#### [Exercise instructions]
Give the data again, word for word.

== Information shown ==

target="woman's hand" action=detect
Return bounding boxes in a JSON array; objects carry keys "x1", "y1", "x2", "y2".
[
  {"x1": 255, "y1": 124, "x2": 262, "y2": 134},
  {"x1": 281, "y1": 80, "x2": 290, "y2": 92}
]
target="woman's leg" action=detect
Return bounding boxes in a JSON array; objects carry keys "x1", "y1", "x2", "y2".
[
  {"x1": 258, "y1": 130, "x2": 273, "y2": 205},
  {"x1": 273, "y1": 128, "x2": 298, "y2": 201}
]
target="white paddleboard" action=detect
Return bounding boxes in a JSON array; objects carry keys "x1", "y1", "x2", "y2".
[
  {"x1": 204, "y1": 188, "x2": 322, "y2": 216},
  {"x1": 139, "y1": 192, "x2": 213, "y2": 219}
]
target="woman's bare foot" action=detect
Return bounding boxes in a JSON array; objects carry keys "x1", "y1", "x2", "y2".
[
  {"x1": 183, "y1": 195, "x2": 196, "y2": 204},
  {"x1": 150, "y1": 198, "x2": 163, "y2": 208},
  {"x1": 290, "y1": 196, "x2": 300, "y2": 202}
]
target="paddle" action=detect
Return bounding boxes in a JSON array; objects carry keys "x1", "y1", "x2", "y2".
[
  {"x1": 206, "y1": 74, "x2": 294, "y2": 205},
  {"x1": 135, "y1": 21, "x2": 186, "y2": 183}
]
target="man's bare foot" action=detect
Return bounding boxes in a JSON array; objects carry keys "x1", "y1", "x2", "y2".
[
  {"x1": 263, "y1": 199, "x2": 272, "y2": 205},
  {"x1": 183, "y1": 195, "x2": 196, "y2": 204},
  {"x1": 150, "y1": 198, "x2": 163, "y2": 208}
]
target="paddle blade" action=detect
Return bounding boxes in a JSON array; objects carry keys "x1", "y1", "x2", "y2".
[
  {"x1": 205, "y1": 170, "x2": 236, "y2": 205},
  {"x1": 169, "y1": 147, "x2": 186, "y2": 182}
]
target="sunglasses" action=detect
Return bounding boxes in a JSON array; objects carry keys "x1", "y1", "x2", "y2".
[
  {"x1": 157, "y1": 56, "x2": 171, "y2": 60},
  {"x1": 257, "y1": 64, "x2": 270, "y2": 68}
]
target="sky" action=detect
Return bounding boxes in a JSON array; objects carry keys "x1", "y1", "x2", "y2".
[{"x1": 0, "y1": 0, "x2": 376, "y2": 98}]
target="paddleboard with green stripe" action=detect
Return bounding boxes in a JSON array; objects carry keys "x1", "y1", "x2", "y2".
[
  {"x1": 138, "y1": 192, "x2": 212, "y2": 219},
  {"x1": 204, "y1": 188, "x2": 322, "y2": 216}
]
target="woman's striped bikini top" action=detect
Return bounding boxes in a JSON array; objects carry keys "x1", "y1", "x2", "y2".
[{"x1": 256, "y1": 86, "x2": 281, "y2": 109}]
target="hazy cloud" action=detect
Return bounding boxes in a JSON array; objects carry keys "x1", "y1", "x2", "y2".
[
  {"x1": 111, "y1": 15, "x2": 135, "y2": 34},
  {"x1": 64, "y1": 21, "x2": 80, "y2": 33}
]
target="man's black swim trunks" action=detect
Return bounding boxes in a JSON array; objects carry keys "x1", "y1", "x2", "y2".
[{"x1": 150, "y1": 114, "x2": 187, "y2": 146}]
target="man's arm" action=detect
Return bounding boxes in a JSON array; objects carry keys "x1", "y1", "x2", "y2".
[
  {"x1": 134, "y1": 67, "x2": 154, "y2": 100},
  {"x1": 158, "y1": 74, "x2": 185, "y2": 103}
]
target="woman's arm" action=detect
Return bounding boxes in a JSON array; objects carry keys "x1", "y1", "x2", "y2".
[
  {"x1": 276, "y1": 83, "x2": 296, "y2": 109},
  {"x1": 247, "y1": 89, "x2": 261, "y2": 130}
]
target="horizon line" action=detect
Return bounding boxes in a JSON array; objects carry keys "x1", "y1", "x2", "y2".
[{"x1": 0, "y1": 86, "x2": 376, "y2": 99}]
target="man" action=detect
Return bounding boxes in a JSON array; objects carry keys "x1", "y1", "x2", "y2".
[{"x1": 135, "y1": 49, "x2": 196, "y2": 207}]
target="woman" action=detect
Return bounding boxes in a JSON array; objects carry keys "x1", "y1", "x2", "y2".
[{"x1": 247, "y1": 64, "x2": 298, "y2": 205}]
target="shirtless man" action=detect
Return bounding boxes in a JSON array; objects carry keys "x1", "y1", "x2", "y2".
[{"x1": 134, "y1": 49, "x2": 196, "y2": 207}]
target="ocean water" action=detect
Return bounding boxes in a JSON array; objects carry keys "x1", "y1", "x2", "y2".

===

#### [Answer to the exercise]
target="woman's hand" action=detect
Return bounding boxes in a JSON array; objects carry keys "x1", "y1", "x2", "y2".
[
  {"x1": 255, "y1": 124, "x2": 262, "y2": 134},
  {"x1": 281, "y1": 80, "x2": 290, "y2": 92}
]
target="woman's leg" action=detect
Return bounding boxes in a JSON array; objects carry keys "x1", "y1", "x2", "y2".
[
  {"x1": 258, "y1": 130, "x2": 273, "y2": 205},
  {"x1": 273, "y1": 128, "x2": 298, "y2": 201}
]
target="white paddleboard" action=detect
Return bounding boxes in a JSON array; objects carry keys "x1", "y1", "x2", "y2".
[
  {"x1": 204, "y1": 188, "x2": 322, "y2": 216},
  {"x1": 139, "y1": 192, "x2": 213, "y2": 219}
]
target="woman's bare foot" action=detect
Return bounding boxes in a JSON array; objects carry keys "x1", "y1", "x2", "y2".
[
  {"x1": 183, "y1": 195, "x2": 196, "y2": 204},
  {"x1": 150, "y1": 198, "x2": 163, "y2": 208},
  {"x1": 290, "y1": 196, "x2": 300, "y2": 202}
]
target="paddle" action=detect
Return bounding boxes in a JSON array; objects carry keys "x1", "y1", "x2", "y2".
[
  {"x1": 206, "y1": 74, "x2": 294, "y2": 205},
  {"x1": 135, "y1": 21, "x2": 186, "y2": 183}
]
target="man's bare foot" action=detect
Return bounding boxes in a JSON array; objects carry keys "x1", "y1", "x2", "y2".
[
  {"x1": 263, "y1": 199, "x2": 272, "y2": 205},
  {"x1": 183, "y1": 195, "x2": 196, "y2": 204},
  {"x1": 150, "y1": 198, "x2": 163, "y2": 208}
]
target="paddle blade" action=detect
Return bounding boxes in a JSON array; objects carry keys "x1", "y1", "x2", "y2".
[
  {"x1": 205, "y1": 170, "x2": 236, "y2": 205},
  {"x1": 169, "y1": 147, "x2": 186, "y2": 182}
]
target="sunglasses" action=detect
Return bounding boxes in a JSON array; objects carry keys "x1", "y1", "x2", "y2".
[
  {"x1": 157, "y1": 56, "x2": 171, "y2": 60},
  {"x1": 257, "y1": 64, "x2": 270, "y2": 68}
]
target="sky" action=detect
Return bounding boxes in a JSON array; objects carry keys "x1", "y1", "x2", "y2".
[{"x1": 0, "y1": 0, "x2": 376, "y2": 98}]
target="paddleboard with green stripe" action=detect
Return bounding boxes in a JSON array; objects carry keys "x1", "y1", "x2", "y2".
[
  {"x1": 138, "y1": 192, "x2": 212, "y2": 219},
  {"x1": 204, "y1": 188, "x2": 322, "y2": 216}
]
target="woman's striped bikini top" action=detect
Return bounding boxes in a JSON array; objects carry keys "x1", "y1", "x2", "y2".
[{"x1": 256, "y1": 86, "x2": 281, "y2": 109}]
target="hazy cloud" action=detect
Return bounding boxes in a JSON array; objects carry keys "x1", "y1", "x2", "y2".
[
  {"x1": 111, "y1": 15, "x2": 135, "y2": 34},
  {"x1": 64, "y1": 21, "x2": 80, "y2": 33}
]
target="man's black swim trunks" action=detect
Return bounding boxes in a JSON array; objects carry keys "x1", "y1", "x2", "y2".
[{"x1": 150, "y1": 114, "x2": 187, "y2": 146}]
target="man's arm" action=detect
Return bounding boxes in a JSON array; objects carry keys "x1", "y1", "x2", "y2".
[
  {"x1": 134, "y1": 67, "x2": 154, "y2": 100},
  {"x1": 158, "y1": 74, "x2": 185, "y2": 103}
]
target="woman's arm" action=detect
Return bounding boxes in a JSON array; objects carry keys "x1", "y1", "x2", "y2".
[
  {"x1": 276, "y1": 83, "x2": 296, "y2": 109},
  {"x1": 247, "y1": 89, "x2": 261, "y2": 130}
]
target="horizon line" action=detect
Return bounding boxes in a JSON array; objects carry keys "x1", "y1", "x2", "y2".
[{"x1": 0, "y1": 86, "x2": 376, "y2": 99}]
target="man" action=detect
Return bounding boxes in a JSON array; objects carry keys "x1", "y1", "x2", "y2".
[{"x1": 135, "y1": 49, "x2": 196, "y2": 207}]
target="woman" action=detect
Return bounding boxes in a JSON array; objects carry keys "x1", "y1", "x2", "y2".
[{"x1": 247, "y1": 64, "x2": 298, "y2": 205}]
target="shirtless man" action=detect
Return bounding boxes in a JSON array; objects carry keys "x1", "y1", "x2", "y2".
[{"x1": 134, "y1": 49, "x2": 196, "y2": 207}]
target="ocean water" action=detect
Return bounding boxes in a JSON array; objects carry keys "x1", "y1", "x2", "y2".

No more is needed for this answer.